◆ Given exercise ◆
Could you rewrite the entries below, changing every "Mark a point" to "Place a dot" and leaving everything else unchanged?

--- BEGIN ---

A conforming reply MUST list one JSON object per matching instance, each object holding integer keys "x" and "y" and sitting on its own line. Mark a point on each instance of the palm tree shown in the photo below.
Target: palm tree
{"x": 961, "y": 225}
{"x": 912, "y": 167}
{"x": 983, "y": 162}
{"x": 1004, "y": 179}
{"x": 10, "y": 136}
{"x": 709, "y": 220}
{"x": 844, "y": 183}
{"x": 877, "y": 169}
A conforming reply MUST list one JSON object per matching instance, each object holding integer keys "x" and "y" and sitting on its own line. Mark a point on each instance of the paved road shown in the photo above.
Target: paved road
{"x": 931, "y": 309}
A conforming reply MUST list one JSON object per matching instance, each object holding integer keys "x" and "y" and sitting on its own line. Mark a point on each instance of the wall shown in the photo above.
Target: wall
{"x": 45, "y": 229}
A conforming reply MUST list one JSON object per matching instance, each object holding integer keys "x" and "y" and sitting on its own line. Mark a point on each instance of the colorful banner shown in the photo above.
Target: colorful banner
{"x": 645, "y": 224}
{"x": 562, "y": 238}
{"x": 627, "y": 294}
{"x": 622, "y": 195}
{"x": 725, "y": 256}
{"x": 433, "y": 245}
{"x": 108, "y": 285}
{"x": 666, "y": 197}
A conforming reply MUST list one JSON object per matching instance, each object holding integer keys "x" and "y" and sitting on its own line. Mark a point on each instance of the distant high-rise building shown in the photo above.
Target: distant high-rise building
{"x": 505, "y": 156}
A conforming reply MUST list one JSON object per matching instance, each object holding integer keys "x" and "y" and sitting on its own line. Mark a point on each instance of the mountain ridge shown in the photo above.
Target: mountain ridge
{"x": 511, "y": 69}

--- END ---

◆ Written answer ◆
A conforming reply MUST list one JSON object per matching instance, each object holding integer keys "x" and "y" and sitting on its own line. Place a dot on each instance of the palm tree shown in the photo below.
Target: palm tree
{"x": 961, "y": 225}
{"x": 912, "y": 167}
{"x": 983, "y": 162}
{"x": 1004, "y": 179}
{"x": 10, "y": 136}
{"x": 709, "y": 220}
{"x": 844, "y": 183}
{"x": 877, "y": 169}
A conforming reply MUST list one JSON object per matching instance, each object holding integer keys "x" and "y" and sitting on its own line. Place a dot on each instance of the paved road shown in the photo above.
Target: paved road
{"x": 931, "y": 309}
A conforming reply MUST list one JSON object per matching instance, each object holding integer keys "x" and "y" and sitting on its own line. Place a dot on each instance of the wall shown in the photo above.
Target: wall
{"x": 45, "y": 229}
A conforming reply MUST list one JSON object per matching instance, each object holding integer keys "x" and "y" and sitting on its own line. Place a dot on each instance of the colorful banner shown in the photo above.
Target: colorful banner
{"x": 645, "y": 224}
{"x": 562, "y": 238}
{"x": 627, "y": 294}
{"x": 622, "y": 195}
{"x": 725, "y": 256}
{"x": 433, "y": 245}
{"x": 108, "y": 285}
{"x": 666, "y": 197}
A conforming reply MUST list one JSON object per matching instance, each object holding integer keys "x" and "y" and sitting on its own line. Place a dot on each instance of the distant high-rise building shown in the photo above.
Target: distant high-rise building
{"x": 505, "y": 156}
A conforming reply MUST list one JSON object per matching instance, each object holding integer keys "x" and "y" and sitting on its own line. Place a dot on each instance of the mountain ridge shown in the photo above.
Target: mountain ridge
{"x": 511, "y": 69}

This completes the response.